▶ _Passage shown_
Start of Block
Decoupling the effects of nutrition, age, and behavioral caste on honey bee physiology, immunity, and colony health

Nutritional stress, especially a dearth of pollen, has been linked to honey bee colony losses. Colony-level experiments are critical for understanding the mechanisms by which nutritional stress affects individual honey bee physiology and pushes honey bee colonies to collapse. In this study, we investigated the impact of pollen restriction on key markers of honey bee physiology, main elements of the immune system, and predominant honey bee viruses. To achieve this objective, we uncoupled the effects of behavior, age, and nutritional conditions using a new colony establishment technique designed to control size, demography, and genetic background. Our results showed that the expression of storage proteins, including vitellogenin (vg) and royal jelly major protein 1 (mrjp1), were significantly associated with nursing, pollen ingestion, and older age. On the other hand, genes involved in hormonal regulation including insulin-like peptides (ilp1 and ilp2) and methyl farnesoate epoxidase (mfe), exhibited higher expression levels in young foragers from colonies not experiencing pollen restriction. In contrast, pollen restriction induced higher levels of insulin-like peptides in old nurses. On the other hand, we found a strong effect of behavior on the expression of all immune genes, with higher expression levels in foragers. In contrast, the effects of nutrition and age were significant only the expression of the regulatory gene dorsal. We also found multiple interactions of the experimental variables on viral titers, including higher Deformed wing virus (DWV) titers associated with foraging and age-related decline. In addition, nutrition significantly affected DWV titers in young nurses, with higher titers induced by pollen ingestion. In contrast, higher levels of Black queen cell virus (BQCV) were associated with pollen restriction. Finally, correlation, PCA, and NMDS analyses proved that behavior had had the strongest effect on gene expression and viral titers, followed by age and nutrition. These analyses also support multiple interactions among genes and virus analyzed, including negative correlations between the expression of genes encoding storage proteins associated with pollen ingestion and nursing (vg and mrjp1) with the expression of immune genes and DWV titers. Our results provide new insights into the proximal mechanisms by which nutritional stress is associated with changes in honey bee physiology, immunity, and viral titers.
End of Block
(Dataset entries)
Start of Block
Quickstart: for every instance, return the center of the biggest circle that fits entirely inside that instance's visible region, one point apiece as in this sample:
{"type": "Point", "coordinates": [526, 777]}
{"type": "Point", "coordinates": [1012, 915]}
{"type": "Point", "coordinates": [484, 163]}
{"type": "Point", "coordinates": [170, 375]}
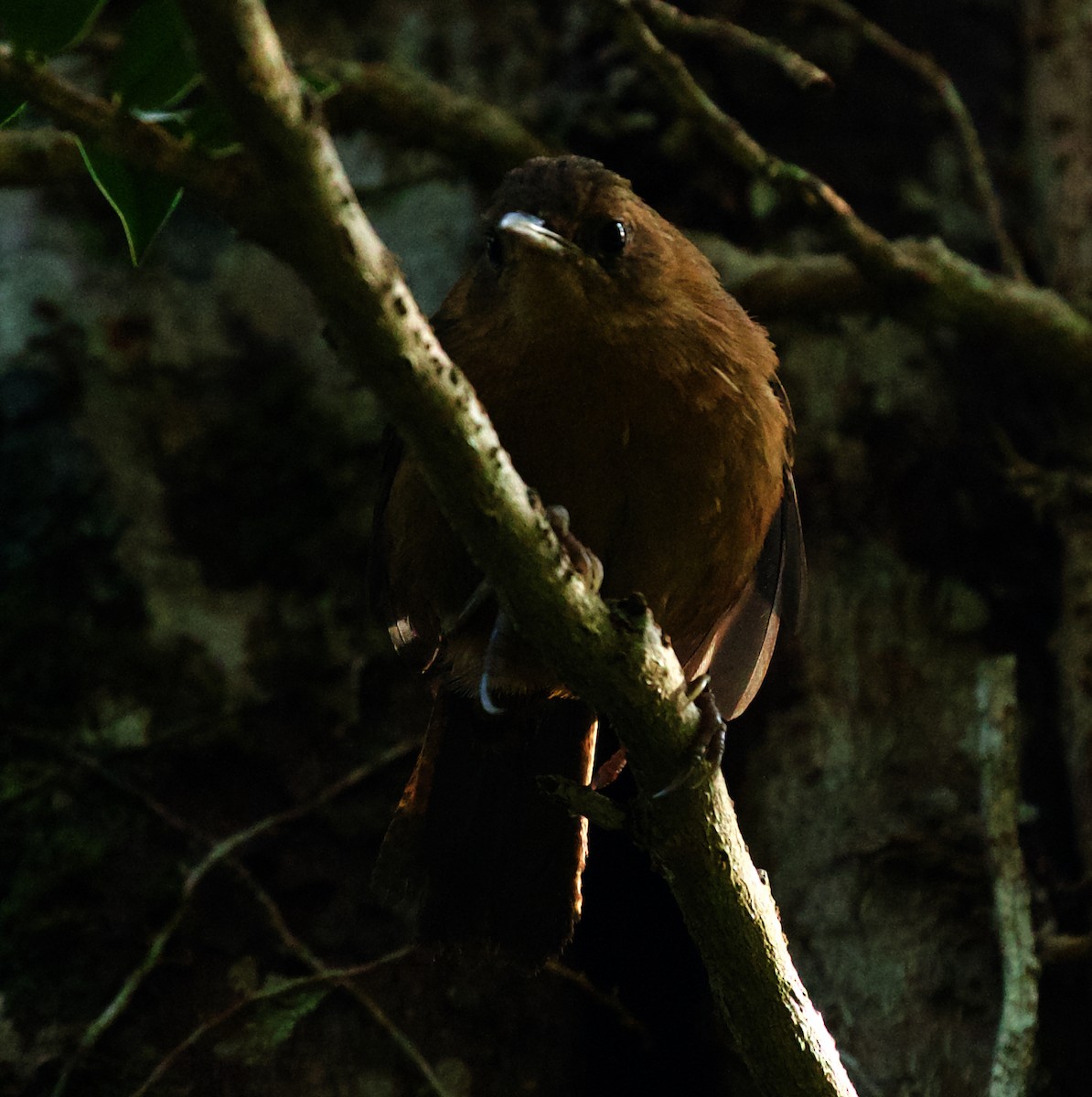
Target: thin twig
{"type": "Point", "coordinates": [868, 247]}
{"type": "Point", "coordinates": [925, 67]}
{"type": "Point", "coordinates": [670, 20]}
{"type": "Point", "coordinates": [300, 949]}
{"type": "Point", "coordinates": [327, 975]}
{"type": "Point", "coordinates": [219, 850]}
{"type": "Point", "coordinates": [1014, 1049]}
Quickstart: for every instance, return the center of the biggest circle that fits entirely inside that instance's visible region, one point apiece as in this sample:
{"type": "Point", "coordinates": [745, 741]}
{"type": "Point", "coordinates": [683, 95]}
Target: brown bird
{"type": "Point", "coordinates": [634, 390]}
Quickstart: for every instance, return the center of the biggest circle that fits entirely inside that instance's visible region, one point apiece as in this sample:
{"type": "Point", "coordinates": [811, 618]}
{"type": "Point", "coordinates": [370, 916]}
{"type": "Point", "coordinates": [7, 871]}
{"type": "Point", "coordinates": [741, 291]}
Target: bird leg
{"type": "Point", "coordinates": [707, 746]}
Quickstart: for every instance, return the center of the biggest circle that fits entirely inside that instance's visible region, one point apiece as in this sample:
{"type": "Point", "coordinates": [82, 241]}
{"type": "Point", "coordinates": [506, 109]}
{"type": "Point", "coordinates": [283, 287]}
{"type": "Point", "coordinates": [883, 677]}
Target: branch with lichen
{"type": "Point", "coordinates": [289, 191]}
{"type": "Point", "coordinates": [923, 282]}
{"type": "Point", "coordinates": [999, 745]}
{"type": "Point", "coordinates": [952, 101]}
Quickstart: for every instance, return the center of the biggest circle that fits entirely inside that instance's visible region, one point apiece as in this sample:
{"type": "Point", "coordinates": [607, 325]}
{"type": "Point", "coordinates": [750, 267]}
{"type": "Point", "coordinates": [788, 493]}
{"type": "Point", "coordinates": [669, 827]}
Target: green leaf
{"type": "Point", "coordinates": [213, 129]}
{"type": "Point", "coordinates": [156, 65]}
{"type": "Point", "coordinates": [142, 200]}
{"type": "Point", "coordinates": [48, 27]}
{"type": "Point", "coordinates": [11, 107]}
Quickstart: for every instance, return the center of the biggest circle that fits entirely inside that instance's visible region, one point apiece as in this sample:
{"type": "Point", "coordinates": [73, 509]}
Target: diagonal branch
{"type": "Point", "coordinates": [925, 67]}
{"type": "Point", "coordinates": [670, 20]}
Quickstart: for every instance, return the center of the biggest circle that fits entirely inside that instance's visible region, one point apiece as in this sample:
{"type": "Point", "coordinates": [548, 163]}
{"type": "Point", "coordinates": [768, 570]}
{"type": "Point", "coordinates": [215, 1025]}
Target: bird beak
{"type": "Point", "coordinates": [530, 229]}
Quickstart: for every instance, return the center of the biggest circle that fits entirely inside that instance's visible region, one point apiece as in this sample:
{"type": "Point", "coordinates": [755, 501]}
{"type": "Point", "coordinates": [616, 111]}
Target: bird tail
{"type": "Point", "coordinates": [477, 850]}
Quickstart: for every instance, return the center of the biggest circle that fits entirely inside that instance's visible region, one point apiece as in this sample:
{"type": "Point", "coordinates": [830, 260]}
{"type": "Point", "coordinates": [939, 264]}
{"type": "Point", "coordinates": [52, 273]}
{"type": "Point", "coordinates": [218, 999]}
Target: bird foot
{"type": "Point", "coordinates": [707, 747]}
{"type": "Point", "coordinates": [585, 562]}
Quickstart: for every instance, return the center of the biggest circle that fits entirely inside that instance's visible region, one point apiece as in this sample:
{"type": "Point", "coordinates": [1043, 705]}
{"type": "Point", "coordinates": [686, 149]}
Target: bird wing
{"type": "Point", "coordinates": [744, 637]}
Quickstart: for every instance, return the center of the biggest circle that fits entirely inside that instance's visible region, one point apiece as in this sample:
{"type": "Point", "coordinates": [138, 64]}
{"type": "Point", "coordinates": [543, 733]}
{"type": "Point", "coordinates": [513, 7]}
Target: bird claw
{"type": "Point", "coordinates": [585, 563]}
{"type": "Point", "coordinates": [707, 747]}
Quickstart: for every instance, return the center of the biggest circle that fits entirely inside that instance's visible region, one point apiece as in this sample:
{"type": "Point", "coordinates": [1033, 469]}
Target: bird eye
{"type": "Point", "coordinates": [610, 240]}
{"type": "Point", "coordinates": [494, 250]}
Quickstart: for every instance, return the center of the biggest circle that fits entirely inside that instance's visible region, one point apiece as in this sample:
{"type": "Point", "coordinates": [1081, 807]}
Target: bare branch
{"type": "Point", "coordinates": [219, 851]}
{"type": "Point", "coordinates": [999, 743]}
{"type": "Point", "coordinates": [334, 975]}
{"type": "Point", "coordinates": [669, 20]}
{"type": "Point", "coordinates": [410, 110]}
{"type": "Point", "coordinates": [941, 82]}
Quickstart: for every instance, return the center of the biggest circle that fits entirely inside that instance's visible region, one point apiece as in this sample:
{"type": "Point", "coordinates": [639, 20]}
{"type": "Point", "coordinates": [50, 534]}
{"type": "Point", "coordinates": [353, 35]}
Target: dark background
{"type": "Point", "coordinates": [186, 646]}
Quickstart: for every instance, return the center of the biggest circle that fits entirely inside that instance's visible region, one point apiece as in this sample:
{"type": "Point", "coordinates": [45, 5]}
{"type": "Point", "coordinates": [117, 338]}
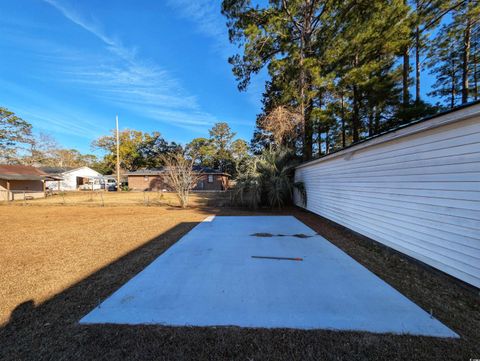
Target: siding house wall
{"type": "Point", "coordinates": [158, 182]}
{"type": "Point", "coordinates": [416, 190]}
{"type": "Point", "coordinates": [31, 188]}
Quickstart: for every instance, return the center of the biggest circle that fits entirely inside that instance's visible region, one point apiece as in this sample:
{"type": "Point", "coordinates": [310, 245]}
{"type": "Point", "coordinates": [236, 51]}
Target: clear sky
{"type": "Point", "coordinates": [69, 66]}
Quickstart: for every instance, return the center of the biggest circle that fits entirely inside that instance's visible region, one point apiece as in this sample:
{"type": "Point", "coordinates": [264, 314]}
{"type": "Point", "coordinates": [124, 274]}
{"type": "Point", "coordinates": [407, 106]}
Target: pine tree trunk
{"type": "Point", "coordinates": [475, 76]}
{"type": "Point", "coordinates": [319, 140]}
{"type": "Point", "coordinates": [453, 89]}
{"type": "Point", "coordinates": [417, 65]}
{"type": "Point", "coordinates": [370, 122]}
{"type": "Point", "coordinates": [356, 115]}
{"type": "Point", "coordinates": [466, 59]}
{"type": "Point", "coordinates": [377, 122]}
{"type": "Point", "coordinates": [327, 140]}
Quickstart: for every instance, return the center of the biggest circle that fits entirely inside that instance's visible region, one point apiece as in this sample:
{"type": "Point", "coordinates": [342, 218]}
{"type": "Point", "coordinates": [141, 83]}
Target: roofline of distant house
{"type": "Point", "coordinates": [437, 120]}
{"type": "Point", "coordinates": [160, 172]}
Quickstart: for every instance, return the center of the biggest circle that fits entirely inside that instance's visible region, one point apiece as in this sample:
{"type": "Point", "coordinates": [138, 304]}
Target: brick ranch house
{"type": "Point", "coordinates": [156, 180]}
{"type": "Point", "coordinates": [19, 181]}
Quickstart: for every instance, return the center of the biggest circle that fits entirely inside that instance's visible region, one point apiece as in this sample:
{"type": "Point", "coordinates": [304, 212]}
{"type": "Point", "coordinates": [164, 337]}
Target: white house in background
{"type": "Point", "coordinates": [73, 178]}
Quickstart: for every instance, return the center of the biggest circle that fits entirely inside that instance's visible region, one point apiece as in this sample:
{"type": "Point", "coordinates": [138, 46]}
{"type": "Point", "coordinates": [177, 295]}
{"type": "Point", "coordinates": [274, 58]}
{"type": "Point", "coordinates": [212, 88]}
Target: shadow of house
{"type": "Point", "coordinates": [50, 330]}
{"type": "Point", "coordinates": [157, 180]}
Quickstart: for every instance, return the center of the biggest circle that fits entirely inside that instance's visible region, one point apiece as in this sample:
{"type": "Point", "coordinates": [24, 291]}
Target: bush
{"type": "Point", "coordinates": [269, 180]}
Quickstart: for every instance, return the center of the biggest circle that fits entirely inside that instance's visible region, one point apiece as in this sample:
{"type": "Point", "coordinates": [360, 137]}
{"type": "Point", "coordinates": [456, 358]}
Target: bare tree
{"type": "Point", "coordinates": [180, 176]}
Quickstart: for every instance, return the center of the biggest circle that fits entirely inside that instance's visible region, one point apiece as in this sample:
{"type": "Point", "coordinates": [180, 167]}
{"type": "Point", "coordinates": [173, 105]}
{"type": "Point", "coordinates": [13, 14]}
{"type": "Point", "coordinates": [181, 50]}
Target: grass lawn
{"type": "Point", "coordinates": [58, 262]}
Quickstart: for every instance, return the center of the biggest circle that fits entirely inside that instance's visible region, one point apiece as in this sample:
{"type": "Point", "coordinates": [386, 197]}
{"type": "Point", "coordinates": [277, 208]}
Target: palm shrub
{"type": "Point", "coordinates": [269, 180]}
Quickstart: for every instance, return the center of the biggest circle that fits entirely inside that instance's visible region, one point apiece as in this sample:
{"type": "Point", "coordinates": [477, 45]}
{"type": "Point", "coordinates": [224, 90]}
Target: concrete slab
{"type": "Point", "coordinates": [209, 278]}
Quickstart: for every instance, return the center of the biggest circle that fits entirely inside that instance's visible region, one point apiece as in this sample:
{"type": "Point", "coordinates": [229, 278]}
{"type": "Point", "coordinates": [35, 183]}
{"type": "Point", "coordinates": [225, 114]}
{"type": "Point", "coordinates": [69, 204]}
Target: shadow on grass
{"type": "Point", "coordinates": [50, 331]}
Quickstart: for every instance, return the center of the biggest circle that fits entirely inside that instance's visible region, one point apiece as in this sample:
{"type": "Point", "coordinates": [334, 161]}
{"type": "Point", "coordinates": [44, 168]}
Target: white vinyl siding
{"type": "Point", "coordinates": [416, 190]}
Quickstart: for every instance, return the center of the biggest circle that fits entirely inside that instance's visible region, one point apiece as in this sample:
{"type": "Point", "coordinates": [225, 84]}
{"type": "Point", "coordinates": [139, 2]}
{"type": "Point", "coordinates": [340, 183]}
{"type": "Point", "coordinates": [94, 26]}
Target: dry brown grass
{"type": "Point", "coordinates": [59, 262]}
{"type": "Point", "coordinates": [45, 250]}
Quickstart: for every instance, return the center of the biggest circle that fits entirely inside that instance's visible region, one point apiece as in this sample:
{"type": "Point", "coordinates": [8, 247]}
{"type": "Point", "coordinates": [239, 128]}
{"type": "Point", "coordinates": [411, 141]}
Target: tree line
{"type": "Point", "coordinates": [138, 149]}
{"type": "Point", "coordinates": [341, 71]}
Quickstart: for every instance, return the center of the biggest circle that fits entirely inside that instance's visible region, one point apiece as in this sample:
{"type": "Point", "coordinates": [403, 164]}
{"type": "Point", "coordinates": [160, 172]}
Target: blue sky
{"type": "Point", "coordinates": [69, 66]}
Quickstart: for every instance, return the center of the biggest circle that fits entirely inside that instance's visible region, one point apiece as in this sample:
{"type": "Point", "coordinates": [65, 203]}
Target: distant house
{"type": "Point", "coordinates": [73, 178]}
{"type": "Point", "coordinates": [156, 180]}
{"type": "Point", "coordinates": [19, 181]}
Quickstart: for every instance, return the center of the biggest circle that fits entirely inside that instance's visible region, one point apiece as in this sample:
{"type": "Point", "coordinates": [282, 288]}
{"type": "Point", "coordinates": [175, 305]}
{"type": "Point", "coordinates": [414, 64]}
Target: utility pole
{"type": "Point", "coordinates": [118, 154]}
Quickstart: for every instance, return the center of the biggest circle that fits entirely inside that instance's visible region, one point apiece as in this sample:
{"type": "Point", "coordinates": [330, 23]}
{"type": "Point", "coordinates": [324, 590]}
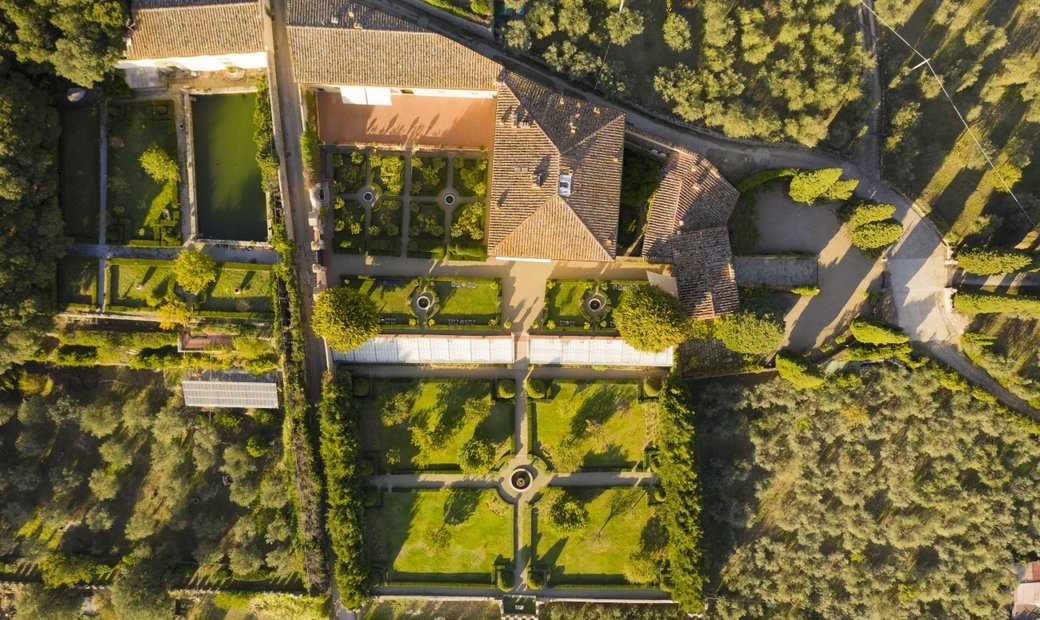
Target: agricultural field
{"type": "Point", "coordinates": [450, 536]}
{"type": "Point", "coordinates": [80, 172]}
{"type": "Point", "coordinates": [78, 496]}
{"type": "Point", "coordinates": [621, 523]}
{"type": "Point", "coordinates": [592, 424]}
{"type": "Point", "coordinates": [141, 209]}
{"type": "Point", "coordinates": [422, 424]}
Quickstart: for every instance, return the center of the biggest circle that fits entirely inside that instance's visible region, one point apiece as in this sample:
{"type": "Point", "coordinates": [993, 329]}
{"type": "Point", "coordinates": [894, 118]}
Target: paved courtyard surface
{"type": "Point", "coordinates": [438, 122]}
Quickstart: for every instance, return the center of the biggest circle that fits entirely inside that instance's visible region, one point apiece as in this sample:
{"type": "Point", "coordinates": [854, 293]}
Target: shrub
{"type": "Point", "coordinates": [751, 331]}
{"type": "Point", "coordinates": [537, 388]}
{"type": "Point", "coordinates": [362, 387]}
{"type": "Point", "coordinates": [992, 261]}
{"type": "Point", "coordinates": [193, 270]}
{"type": "Point", "coordinates": [476, 456]}
{"type": "Point", "coordinates": [860, 213]}
{"type": "Point", "coordinates": [992, 303]}
{"type": "Point", "coordinates": [507, 388]}
{"type": "Point", "coordinates": [808, 186]}
{"type": "Point", "coordinates": [874, 332]}
{"type": "Point", "coordinates": [876, 235]}
{"type": "Point", "coordinates": [649, 318]}
{"type": "Point", "coordinates": [651, 387]}
{"type": "Point", "coordinates": [344, 317]}
{"type": "Point", "coordinates": [567, 514]}
{"type": "Point", "coordinates": [341, 453]}
{"type": "Point", "coordinates": [680, 512]}
{"type": "Point", "coordinates": [799, 371]}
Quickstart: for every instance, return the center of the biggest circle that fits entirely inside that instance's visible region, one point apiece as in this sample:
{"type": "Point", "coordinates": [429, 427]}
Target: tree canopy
{"type": "Point", "coordinates": [891, 493]}
{"type": "Point", "coordinates": [345, 318]}
{"type": "Point", "coordinates": [650, 318]}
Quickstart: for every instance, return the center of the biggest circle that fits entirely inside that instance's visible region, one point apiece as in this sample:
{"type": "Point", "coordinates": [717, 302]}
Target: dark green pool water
{"type": "Point", "coordinates": [231, 202]}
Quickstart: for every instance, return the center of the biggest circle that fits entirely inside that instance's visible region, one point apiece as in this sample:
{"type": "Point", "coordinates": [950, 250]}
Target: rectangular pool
{"type": "Point", "coordinates": [230, 198]}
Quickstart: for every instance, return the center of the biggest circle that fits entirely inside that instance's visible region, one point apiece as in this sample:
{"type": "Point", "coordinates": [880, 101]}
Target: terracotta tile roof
{"type": "Point", "coordinates": [183, 28]}
{"type": "Point", "coordinates": [702, 261]}
{"type": "Point", "coordinates": [539, 135]}
{"type": "Point", "coordinates": [692, 196]}
{"type": "Point", "coordinates": [348, 44]}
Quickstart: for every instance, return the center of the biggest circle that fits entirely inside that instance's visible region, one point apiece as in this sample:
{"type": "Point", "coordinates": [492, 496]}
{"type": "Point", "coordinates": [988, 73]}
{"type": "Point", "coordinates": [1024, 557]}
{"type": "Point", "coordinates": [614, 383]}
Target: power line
{"type": "Point", "coordinates": [927, 62]}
End of Block
▶ _Exercise description_
Condense the paragraph beginning "Nutritional stress, especially a dearth of pollen" in the honey bee nutrition text above into a bulleted list that keeps its main findings.

▶ _Exercise output_
- Pollen shortage has been linked to honey bee colony losses, so the study tested how pollen restriction affects physiology markers, immune genes, and major viruses.
- A new colony establishment method controlled size, demography, and genetic background, which separated the effects of behavior, age, and nutrition.
- The storage protein genes vg and mrjp1 were expressed more with nursing, pollen ingestion, and older age.
- The hormonal regulation genes ilp1, ilp2, and mfe were higher in young foragers from colonies without pollen restriction. Pollen restriction raised insulin-like peptides in old nurses.
- Behavior strongly affected all immune genes, with higher expression in foragers. Nutrition and age significantly affected only the regulatory gene dorsal.
- DWV titers were higher with foraging and with age-related decline. In young nurses, pollen ingestion raised DWV titers. BQCV levels were higher under pollen restriction.
- Correlation, PCA, and NMDS analyses showed that behavior had the strongest effect, followed by age and then nutrition.
- vg and mrjp1 expression correlated negatively with immune gene expression and DWV titers.
- The results shed light on how nutritional stress relates to changes in honey bee physiology, immunity, and viral titers.